● **Problem to work on**
In the entries that follow, find each line with the word "paper" and copy it.

(Input for this task begins)

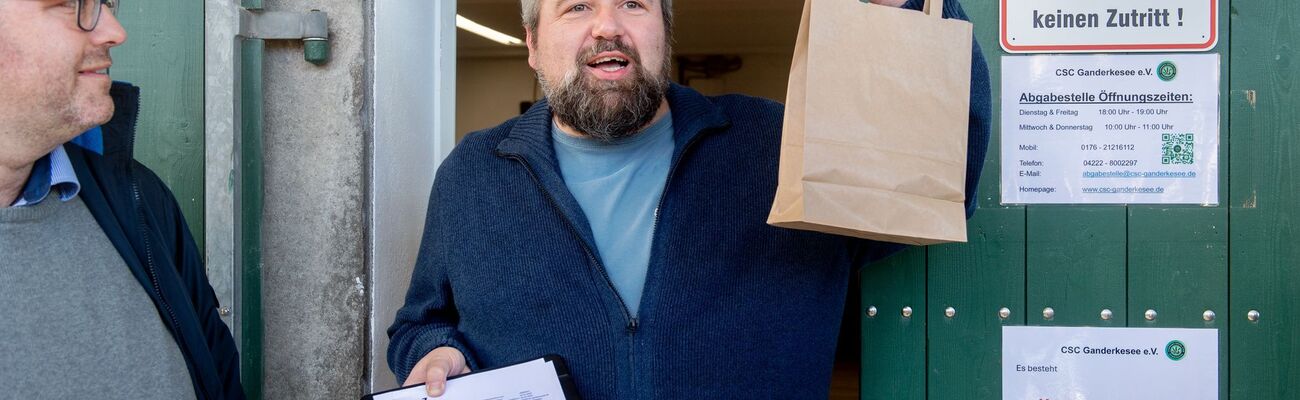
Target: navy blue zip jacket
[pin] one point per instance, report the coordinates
(144, 224)
(732, 309)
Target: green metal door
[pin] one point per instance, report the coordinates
(163, 55)
(1080, 260)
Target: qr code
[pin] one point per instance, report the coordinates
(1177, 148)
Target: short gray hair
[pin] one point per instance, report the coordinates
(531, 9)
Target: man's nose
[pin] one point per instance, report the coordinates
(109, 31)
(607, 24)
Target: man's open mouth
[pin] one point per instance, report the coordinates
(609, 64)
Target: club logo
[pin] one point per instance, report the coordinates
(1175, 350)
(1166, 70)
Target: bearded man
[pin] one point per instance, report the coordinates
(620, 224)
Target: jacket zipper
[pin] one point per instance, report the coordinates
(632, 322)
(152, 270)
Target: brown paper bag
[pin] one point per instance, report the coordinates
(874, 143)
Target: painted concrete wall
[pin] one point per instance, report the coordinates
(315, 224)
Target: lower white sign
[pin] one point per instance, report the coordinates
(1041, 362)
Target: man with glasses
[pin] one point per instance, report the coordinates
(103, 291)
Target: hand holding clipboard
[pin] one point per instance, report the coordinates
(541, 378)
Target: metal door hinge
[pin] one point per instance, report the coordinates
(312, 27)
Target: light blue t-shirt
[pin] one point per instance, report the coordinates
(618, 186)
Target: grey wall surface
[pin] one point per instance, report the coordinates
(414, 103)
(315, 222)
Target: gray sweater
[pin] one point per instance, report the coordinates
(76, 324)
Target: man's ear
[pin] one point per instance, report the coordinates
(532, 47)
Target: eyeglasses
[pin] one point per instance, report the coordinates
(90, 11)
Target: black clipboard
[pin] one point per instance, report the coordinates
(557, 361)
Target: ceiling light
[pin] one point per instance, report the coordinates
(475, 27)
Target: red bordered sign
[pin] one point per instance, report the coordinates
(1093, 26)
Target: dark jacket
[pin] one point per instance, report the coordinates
(733, 308)
(144, 224)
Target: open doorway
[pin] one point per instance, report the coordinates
(720, 47)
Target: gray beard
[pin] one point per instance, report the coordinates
(606, 111)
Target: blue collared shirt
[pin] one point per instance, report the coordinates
(53, 170)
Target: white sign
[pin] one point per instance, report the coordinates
(1058, 26)
(1109, 362)
(1110, 129)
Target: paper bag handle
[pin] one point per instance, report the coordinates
(935, 4)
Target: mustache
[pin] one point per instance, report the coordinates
(607, 46)
(96, 57)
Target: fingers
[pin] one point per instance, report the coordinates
(434, 369)
(436, 377)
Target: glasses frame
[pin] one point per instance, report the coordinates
(98, 12)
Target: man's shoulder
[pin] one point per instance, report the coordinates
(118, 177)
(476, 152)
(745, 108)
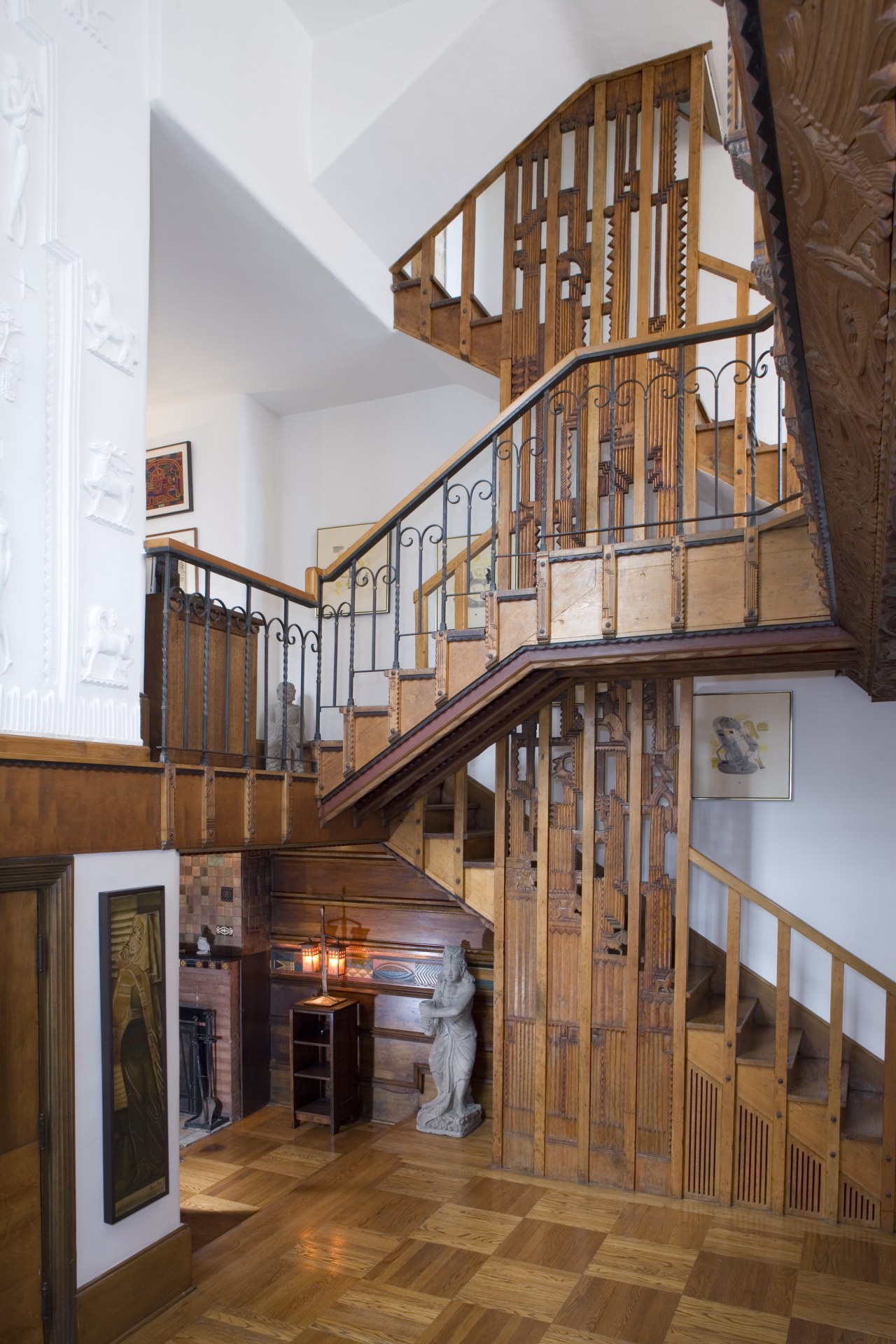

(Input for this task ends)

● **Solution to this exercise**
Target: brown paper bag
Target: paper bag handle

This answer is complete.